Um dos que mais souberam usar dessa necessidade ocidental de tudo reduzir a espetáculo foi Gandhi. Se houvesse continuado a usar ternos em vez de andar seminu, cobrindo apenas as partes pudendas com aquela espécie de fralda exótica e espetaculosa, ele não teria conseguido tornar a Índia independente. Seu exotismo, sua evidente diferença em relação ao público branco, bem-nutrido e rico do Ocidente, foi o fator mais essencial do sucesso de sua campanha.

O modelo de Gandhi foi, então, aplicado com sucesso a Mandela, na África do Sul. Ninguém em sã consciência apoiaria o regime racista do Apartheid sul-africano. Sua maldade sozinha, contudo, não era suficiente para construir um espetáculo. Daí a construção da imagem de Mandela, membro do Partido Comunista, mas também aristocrata da tribo Xhosa – que, ao contrário de muitas das demais, já estava naquele território muitos séculos antes da chegada dos brancos. Sua prisão pelo governo racista foi apresentada ao mundo como a mais completa injustiça. Foram varridos para baixo do tapete os muitos atos terroristas de seu grupo – inventor, aliás, do dito “micro-ondas”, técnica popularíssima em meio à bandidagem brasileira, que consiste em queimar pessoas vivas dentro de pneus. Para um bom espetáculo, afinal, é preciso um malvadão e um mocinho. Os muitos tons de cinza da realidade não se prestam a esse tipo de coisa e, assim como ocorrera antes com as falhas de todos os demais mocinhos espetaculosos da política, foram varridos para baixo do tapete.

Para tristeza de tantos brasileiros que se sentem no coração cidadãos europeus ou, ao menos, de Miami, nós também somos “exóticos”. Tremenda e espetacularmente exóticos, aliás. Não passaria pela cabeça de nenhum europeu ou americano ver o Brasil como parte do mesmo “Ocidente”, que consiste apenas dos cinco grandes países anglófonos e da Europa. Mesmo nessa, a metade oriental é um tanto ou quanto exótica para os olhos ditos ocidentais. Os brasileiros somos exóticos como os nativos países da Ásia ou da África; nossas mulheres saem às ruas vestidas apenas de plumas no carnaval, e – aos olhos da gringalhada – a vastíssima selva amazônica ocupa quase todo o país. Daí esse problema de sucuris devorando criancinhas nas capitais, imagino. Como são criancinhas “exóticas”, contudo, ninguém se preocupa muito. Muito pior seria se essa belíssima selva habitada por mulheres cobertas de plumas fosse destruída!

E é aí que entra um certo ex-presidiário. Enquanto aqui no Brasil todo mundo sabe que o sujeito é comprovadamente ladrão, enquanto aqui só alguém com a inocência de um general acreditaria num resultado tão anunciado pela parcialidade de quem contou os votos, lá fora ele é o Mandela da vez. O Gandhi do momento. O gnomo das selvas (sim, senhores: ele é a Marina Silva menos um dedo!), eternamente preocupado em preservar as matas puríssimas que recobrem este paiseco exótico, elas que despejam na atmosfera o precioso oxigênio respirado pelo Ocidente enquanto agarram e literalmente sequestram o gás carbônico que, na mitologia hodierna, causaria a mudança climática em curso. Sua prisão foi evidentemente injusta, obra dos malvados que não aguentam sua beleza, sua pureza, sua inocência primeva. O bolsopresidente, por sua vez, para quem só conhece o Brasil pelo filtro de uma mídia “internacional” que, quando se interessa por estas brenhas, só faz repetir o que a Globo proclama, é uma espécie de Mussolini dos trópicos, a quem só faltam a farda de porteiro de hotel, o bigodão e os óculos escuros, e que só pensa em devastar a divina mata que a todos protege e conduz.
- - - - -
Problema a resolver: Pode reescrever o texto sobre Gandhi e Mandela de "Um dos que mais" a "de sua campanha.", trocando "ternos" por "paletós"?

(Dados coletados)
- - - - -
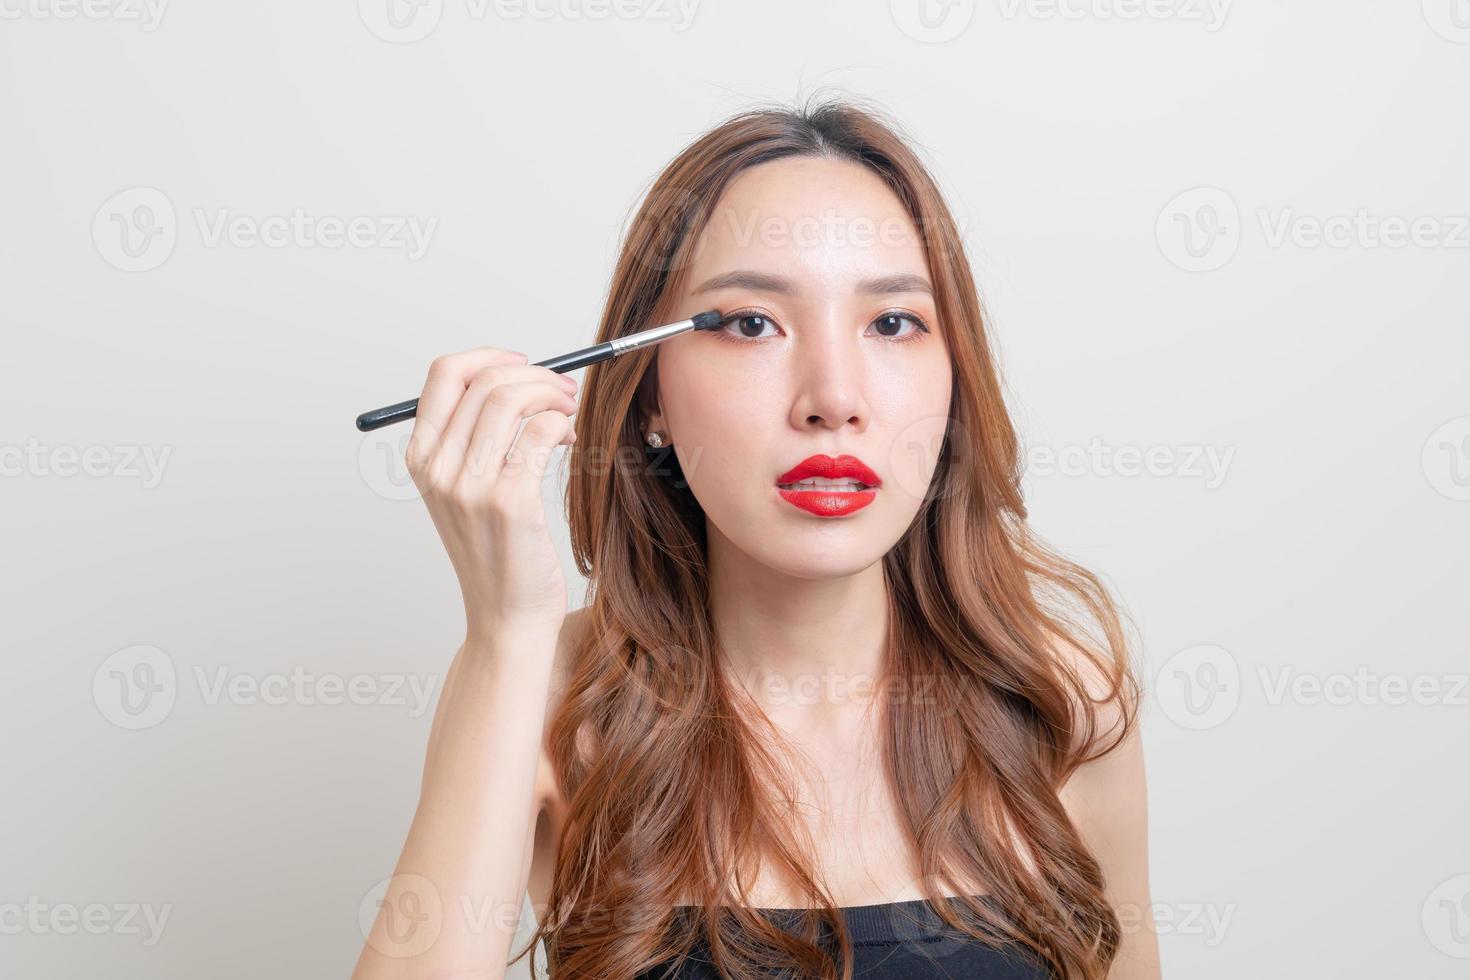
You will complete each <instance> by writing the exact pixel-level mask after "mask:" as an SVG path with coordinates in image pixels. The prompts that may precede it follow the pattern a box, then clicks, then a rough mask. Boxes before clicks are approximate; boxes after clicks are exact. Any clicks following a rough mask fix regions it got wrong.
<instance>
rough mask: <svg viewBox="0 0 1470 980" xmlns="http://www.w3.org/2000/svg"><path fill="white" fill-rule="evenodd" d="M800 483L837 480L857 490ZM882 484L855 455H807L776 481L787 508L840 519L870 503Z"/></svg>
mask: <svg viewBox="0 0 1470 980" xmlns="http://www.w3.org/2000/svg"><path fill="white" fill-rule="evenodd" d="M803 480H817V483H820V482H822V480H836V482H845V483H856V485H857V486H848V488H841V486H831V485H826V486H823V485H813V483H807V485H801V482H803ZM882 483H883V480H882V479H881V478H879V476H878V473H875V472H873V470H872V469H870V467H869V466H867V464H866V463H863V460H860V458H857V457H856V455H838V457H831V455H825V454H820V453H819V454H816V455H808V457H807V458H804V460H801V461H800V463H797V464H795V466H794V467H791V469H789V470H786V472H785V473H782V475H781V476H778V478H776V491H778V492H779V494H781V498H782V500H785V501H786V502H788V504H792V505H795V507H800V508H801V510H804V511H807V513H811V514H816V516H819V517H841V516H842V514H851V513H853V511H854V510H860V508H863V507H867V505H869V504H872V502H873V498H875V497H878V492H876V488H879V486H882Z"/></svg>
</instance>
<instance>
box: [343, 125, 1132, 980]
mask: <svg viewBox="0 0 1470 980" xmlns="http://www.w3.org/2000/svg"><path fill="white" fill-rule="evenodd" d="M709 309H717V310H720V311H722V314H723V319H722V325H720V328H719V329H717V331H711V332H691V334H685V335H681V336H678V338H675V339H672V341H666V342H663V344H660V345H657V347H654V348H650V350H647V351H641V353H638V354H631V356H625V357H620V359H616V360H610V361H604V363H601V364H597V366H594V367H592V369H589V370H588V376H587V385H585V392H584V398H582V407H584V410H582V411H578V401H576V398H573V394H575V391H576V383H575V382H573V381H570V379H567V378H563V376H559V375H556V373H554V372H550V370H547V369H544V367H537V366H532V364H528V363H526V359H525V356H523V354H516V353H507V351H503V350H498V348H478V350H473V351H466V353H462V354H454V356H448V357H441V359H438V360H435V363H434V366H432V369H431V370H429V378H428V381H426V383H425V388H423V392H422V397H420V403H419V414H417V422H416V423H415V430H413V435H412V438H410V445H409V450H407V463H409V467H410V472H412V473H413V475H415V480H416V483H417V486H419V489H420V492H422V495H423V498H425V502H426V504H428V507H429V511H431V514H432V516H434V520H435V526H437V527H438V532H440V535H441V538H442V539H444V544H445V548H447V550H448V554H450V558H451V561H453V564H454V569H456V572H457V574H459V580H460V585H462V589H463V595H465V608H466V620H467V629H466V639H465V644H463V645H462V648H460V649H459V652H457V654H456V658H454V663H453V666H451V670H450V673H448V677H447V680H445V686H444V692H442V695H441V701H440V705H438V711H437V716H435V720H434V729H432V733H431V738H429V749H428V760H426V764H425V774H423V786H422V796H420V804H419V808H417V813H416V815H415V820H413V826H412V829H410V833H409V837H407V842H406V845H404V849H403V855H401V858H400V861H398V867H397V873H395V876H394V877H392V879H391V880H390V883H388V890H387V895H385V896H384V902H382V911H381V912H379V917H378V921H376V923H375V926H373V930H372V933H370V936H369V940H368V945H366V948H365V949H363V955H362V959H360V961H359V967H357V971H356V974H354V976H356V977H360V979H363V980H366V979H375V980H376V979H385V977H441V976H442V977H462V976H475V977H501V976H504V970H506V967H504V964H506V958H507V954H509V948H510V940H512V937H513V933H514V929H516V921H517V915H519V911H520V907H522V901H523V896H525V895H526V889H528V887H529V895H531V899H532V905H534V908H535V909H537V912H538V929H537V936H535V939H544V940H545V948H547V955H548V959H550V965H551V976H553V977H617V979H626V977H663V976H670V977H675V976H676V977H714V976H729V977H744V976H751V977H754V976H759V971H760V970H763V968H764V970H769V968H778V967H786V968H788V970H794V971H795V973H794V976H803V977H850V976H858V977H919V976H966V977H976V976H978V977H986V976H995V977H1045V976H1055V977H1069V979H1070V977H1085V979H1089V980H1092V979H1101V977H1113V979H1120V980H1145V979H1151V977H1157V976H1158V958H1157V939H1155V936H1154V930H1152V924H1151V921H1150V915H1148V914H1147V909H1148V905H1150V898H1148V867H1147V827H1145V821H1147V817H1145V811H1147V807H1145V785H1144V765H1142V752H1141V746H1139V741H1138V735H1136V724H1135V718H1136V686H1135V685H1133V682H1132V677H1130V673H1129V666H1127V652H1126V642H1125V636H1123V630H1122V626H1120V621H1119V614H1117V611H1116V608H1114V605H1113V602H1111V601H1110V598H1108V595H1107V592H1105V589H1104V588H1103V586H1101V583H1100V582H1098V580H1097V579H1095V577H1094V576H1092V574H1091V573H1088V572H1085V570H1082V569H1079V567H1078V566H1075V564H1072V563H1069V561H1066V560H1063V558H1060V557H1058V555H1055V554H1053V552H1051V551H1048V550H1047V548H1045V547H1044V545H1042V544H1041V542H1038V541H1036V539H1035V538H1033V536H1032V535H1030V533H1029V530H1028V526H1026V523H1025V516H1026V510H1025V504H1023V501H1022V497H1020V476H1022V472H1020V453H1019V445H1017V438H1016V433H1014V430H1013V428H1011V423H1010V420H1008V417H1007V413H1005V407H1004V403H1003V397H1001V385H1000V378H998V372H997V366H995V363H994V360H992V354H991V351H989V348H988V339H986V335H985V329H983V320H982V314H980V306H979V301H978V298H976V294H975V285H973V281H972V275H970V270H969V266H967V262H966V257H964V253H963V247H961V242H960V238H958V234H957V231H956V225H954V220H953V217H951V215H950V213H948V210H947V207H945V204H944V201H942V198H941V195H939V192H938V190H936V187H935V184H933V181H932V178H931V176H929V175H928V173H926V170H925V167H923V165H922V163H920V162H919V159H917V157H916V154H914V153H913V151H911V150H910V148H908V145H907V144H906V141H904V140H903V138H901V137H900V135H898V131H897V129H895V126H894V125H892V123H888V122H883V120H882V118H881V115H879V113H876V112H873V110H870V109H861V107H858V106H856V104H851V103H850V101H828V103H825V104H817V106H814V107H806V109H800V110H789V112H788V110H753V112H747V113H741V115H738V116H735V118H732V119H729V120H728V122H725V123H723V125H720V126H717V128H716V129H713V131H711V132H709V134H706V135H703V137H701V138H698V140H697V141H694V143H692V144H691V145H689V147H688V148H685V150H684V151H682V153H681V154H679V157H678V159H676V160H673V163H672V165H670V166H669V167H667V169H666V170H664V173H663V175H661V176H660V178H659V181H657V182H656V184H654V187H653V188H651V191H650V192H648V195H647V200H645V201H644V204H642V207H641V209H639V212H638V216H637V219H635V222H634V225H632V228H631V231H629V234H628V237H626V239H625V242H623V248H622V254H620V257H619V263H617V269H616V273H614V278H613V284H612V289H610V294H609V300H607V307H606V310H604V313H603V322H601V331H600V335H598V339H600V341H606V339H609V338H613V336H619V335H623V334H631V332H635V331H638V329H644V328H647V326H651V325H654V323H663V322H670V320H676V319H681V317H685V316H691V314H694V313H698V311H701V310H709ZM573 414H576V423H575V433H573V432H572V422H570V416H573ZM523 419H525V420H526V422H525V428H523V430H522V432H520V433H519V439H516V433H517V426H520V422H522V420H523ZM573 441H575V445H573ZM512 444H513V445H514V448H513V451H512V453H510V454H509V455H507V447H510V445H512ZM559 444H564V445H572V447H573V448H572V450H570V453H569V455H570V467H572V475H570V483H569V488H567V507H569V520H570V529H572V544H573V550H575V554H576V563H578V569H579V570H581V572H582V573H584V574H587V576H588V577H589V589H588V595H589V602H588V605H587V608H584V610H579V611H576V613H572V614H567V613H566V605H567V599H566V589H564V583H563V579H562V572H560V567H559V561H557V557H556V554H554V551H553V547H551V544H550V539H548V536H547V525H545V514H544V508H542V501H541V497H539V485H541V476H542V473H544V472H545V466H547V458H548V455H550V451H551V450H553V448H554V447H556V445H559ZM813 485H819V486H822V488H819V489H814V488H813ZM803 486H804V488H803ZM803 909H808V911H803ZM532 946H534V942H532V943H528V946H526V951H529V949H531V948H532ZM526 951H522V954H520V955H525V952H526ZM517 959H519V956H517ZM534 961H535V956H534V955H532V962H534ZM788 976H791V974H788Z"/></svg>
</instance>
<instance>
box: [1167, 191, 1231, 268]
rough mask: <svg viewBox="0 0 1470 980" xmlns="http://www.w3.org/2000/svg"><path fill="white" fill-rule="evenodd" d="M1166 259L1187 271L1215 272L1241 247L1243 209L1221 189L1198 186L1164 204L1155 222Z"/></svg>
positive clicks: (1229, 261) (1229, 259) (1226, 193)
mask: <svg viewBox="0 0 1470 980" xmlns="http://www.w3.org/2000/svg"><path fill="white" fill-rule="evenodd" d="M1154 238H1155V239H1157V241H1158V250H1160V251H1161V253H1163V256H1164V259H1167V260H1169V262H1172V263H1173V264H1176V266H1179V267H1180V269H1183V270H1186V272H1211V270H1214V269H1219V267H1220V266H1223V264H1225V263H1227V262H1230V259H1233V257H1235V251H1236V248H1239V245H1241V210H1239V207H1236V204H1235V198H1233V197H1230V195H1229V194H1227V192H1225V191H1222V190H1220V188H1217V187H1197V188H1194V190H1189V191H1185V192H1183V194H1179V195H1177V197H1175V198H1173V200H1172V201H1169V203H1167V204H1164V209H1163V210H1161V212H1158V219H1157V220H1155V222H1154Z"/></svg>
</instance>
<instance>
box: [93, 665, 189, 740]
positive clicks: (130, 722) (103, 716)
mask: <svg viewBox="0 0 1470 980" xmlns="http://www.w3.org/2000/svg"><path fill="white" fill-rule="evenodd" d="M178 689H179V686H178V673H176V671H175V670H173V660H172V658H171V657H169V655H168V654H166V652H163V651H162V649H159V648H157V646H148V645H147V644H138V645H135V646H125V648H122V649H119V651H118V652H115V654H112V655H110V657H107V658H106V660H104V661H101V664H100V666H98V667H97V671H96V673H94V674H93V704H96V705H97V710H98V711H100V713H101V716H103V717H104V718H107V720H109V721H112V723H113V724H116V726H118V727H119V729H131V730H138V729H150V727H153V726H154V724H157V723H160V721H163V720H165V718H166V717H169V713H171V711H173V702H175V699H176V698H178Z"/></svg>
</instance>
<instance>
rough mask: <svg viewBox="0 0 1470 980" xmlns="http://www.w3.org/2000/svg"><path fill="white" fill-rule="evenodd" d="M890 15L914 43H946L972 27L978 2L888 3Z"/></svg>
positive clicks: (904, 0)
mask: <svg viewBox="0 0 1470 980" xmlns="http://www.w3.org/2000/svg"><path fill="white" fill-rule="evenodd" d="M888 15H889V16H891V18H892V19H894V24H895V25H897V26H898V29H900V31H903V32H904V34H907V35H908V37H911V38H913V40H916V41H920V43H923V44H944V43H945V41H953V40H954V38H957V37H960V35H961V34H964V31H966V29H967V28H969V26H970V22H972V21H973V19H975V0H888Z"/></svg>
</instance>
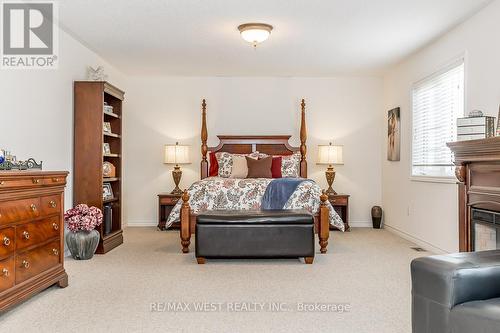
- - - - -
Solução da tarefa:
Um dos que mais souberam usar dessa necessidade ocidental de tudo reduzir a espetáculo foi Gandhi. Se houvesse continuado a usar paletós em vez de andar seminu, cobrindo apenas as partes pudendas com aquela espécie de fralda exótica e espetaculosa, ele não teria conseguido tornar a Índia independente. Seu exotismo, sua evidente diferença em relação ao público branco, bem-nutrido e rico do Ocidente, foi o fator mais essencial do sucesso de sua campanha.